Bites and Stings
Summertime is filled with fun activities that take us outside throughout the day and evening hours. This makes summer the prime time for bug bites and stings. Getting a bug bite is annoying but can also be worrisome if you don't know what tiny creature gave you that itchy, red spot. Most bug bites and stings from common insects are harmless and heal quickly. However, some bug bites and stings, like those from fire ants, wasps, hornets, and bees, may cause intense pain or even a serious allergic reaction. Others, like poisonous spider bites (yes we do have them in PA), require immediate emergency medical care. These bites can cause significant tissue damage and widespread infection. Finally, there are those bites which cause severe allergic reactions in certain susceptible people. These allergies can suddenly appear after a bite even if they've never caused a problem in the past.
Symptoms of bug bites provide clues to the cause and severity. For example, most bug bites cause red bumps with pain, itching, or burning. Some bug bites also feature blisters or welts. Here are some common bug bite clues:
Bee stings usually cause a swollen red area white around it. The swollen area can be significantly larger than the red spot.
Flea bites leave an itchy welt on the skin, often on the ankles and legs.
Mosquitoes leave a raised, itchy pink skin bump or in rare cases a severe allergic reaction.
Spider bites can cause minor symptoms like red skin, swelling, and pain at the site or with certain spiders, very serious symptoms that need emergency care.
Ticks can carry Lyme disease, and their bite leaves a rash that looks like an expanding bull's-eye. Lyme disease can have a life-long impact on health.
------------------------------
Task item A:
Where on the body do flea bites often appear, according to the text on bites and stings?
Task item B:
Reproduce the stretch of the text on bites and stings from "Mosquitoes leave a" through "impact on health." word for word.

(Items from a data source)
------------------------------
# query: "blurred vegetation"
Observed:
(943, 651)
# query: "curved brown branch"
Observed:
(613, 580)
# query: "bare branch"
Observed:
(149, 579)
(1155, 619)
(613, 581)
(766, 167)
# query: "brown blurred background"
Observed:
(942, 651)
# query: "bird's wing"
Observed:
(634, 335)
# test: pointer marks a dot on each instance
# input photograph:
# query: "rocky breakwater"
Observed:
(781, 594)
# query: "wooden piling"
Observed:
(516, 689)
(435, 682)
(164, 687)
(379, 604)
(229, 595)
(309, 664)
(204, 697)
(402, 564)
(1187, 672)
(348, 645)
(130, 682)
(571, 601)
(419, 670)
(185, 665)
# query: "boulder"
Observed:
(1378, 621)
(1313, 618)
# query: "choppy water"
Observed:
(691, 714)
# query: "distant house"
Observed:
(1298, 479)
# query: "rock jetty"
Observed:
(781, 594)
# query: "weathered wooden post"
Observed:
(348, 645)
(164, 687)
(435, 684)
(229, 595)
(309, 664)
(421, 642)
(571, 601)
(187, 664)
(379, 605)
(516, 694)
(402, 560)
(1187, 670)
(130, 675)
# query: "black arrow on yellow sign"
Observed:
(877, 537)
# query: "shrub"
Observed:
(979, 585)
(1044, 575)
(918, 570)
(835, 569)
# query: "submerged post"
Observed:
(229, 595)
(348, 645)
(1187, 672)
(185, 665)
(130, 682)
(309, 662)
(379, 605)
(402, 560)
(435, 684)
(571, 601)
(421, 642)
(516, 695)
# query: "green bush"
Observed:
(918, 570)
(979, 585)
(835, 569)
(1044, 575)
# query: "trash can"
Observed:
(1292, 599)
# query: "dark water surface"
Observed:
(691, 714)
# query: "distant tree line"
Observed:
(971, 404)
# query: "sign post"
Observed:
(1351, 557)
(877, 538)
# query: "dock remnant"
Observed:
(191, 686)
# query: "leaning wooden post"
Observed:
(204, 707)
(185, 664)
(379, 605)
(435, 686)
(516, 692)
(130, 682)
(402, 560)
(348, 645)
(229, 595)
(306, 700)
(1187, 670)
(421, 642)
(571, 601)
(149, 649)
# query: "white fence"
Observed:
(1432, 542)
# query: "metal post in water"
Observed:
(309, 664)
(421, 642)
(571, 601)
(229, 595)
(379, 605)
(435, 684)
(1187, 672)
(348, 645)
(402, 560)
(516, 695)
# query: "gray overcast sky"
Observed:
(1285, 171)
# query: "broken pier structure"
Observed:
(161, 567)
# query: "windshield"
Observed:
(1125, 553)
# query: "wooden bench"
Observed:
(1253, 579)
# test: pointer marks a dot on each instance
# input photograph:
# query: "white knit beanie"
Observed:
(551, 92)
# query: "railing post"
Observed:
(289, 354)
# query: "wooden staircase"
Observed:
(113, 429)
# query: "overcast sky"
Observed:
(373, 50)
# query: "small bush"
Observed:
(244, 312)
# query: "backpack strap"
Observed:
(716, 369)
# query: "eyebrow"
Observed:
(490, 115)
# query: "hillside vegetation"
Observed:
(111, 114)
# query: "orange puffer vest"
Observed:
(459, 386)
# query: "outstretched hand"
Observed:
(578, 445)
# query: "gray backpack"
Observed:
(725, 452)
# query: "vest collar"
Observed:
------------------------------
Response box A:
On the ankles and legs.

Response box B:
Mosquitoes leave a raised, itchy pink skin bump or in rare cases a severe allergic reaction.
Spider bites can cause minor symptoms like red skin, swelling, and pain at the site or with certain spiders, very serious symptoms that need emergency care.
Ticks can carry Lyme disease, and their bite leaves a rash that looks like an expanding bull's-eye. Lyme disease can have a life-long impact on health.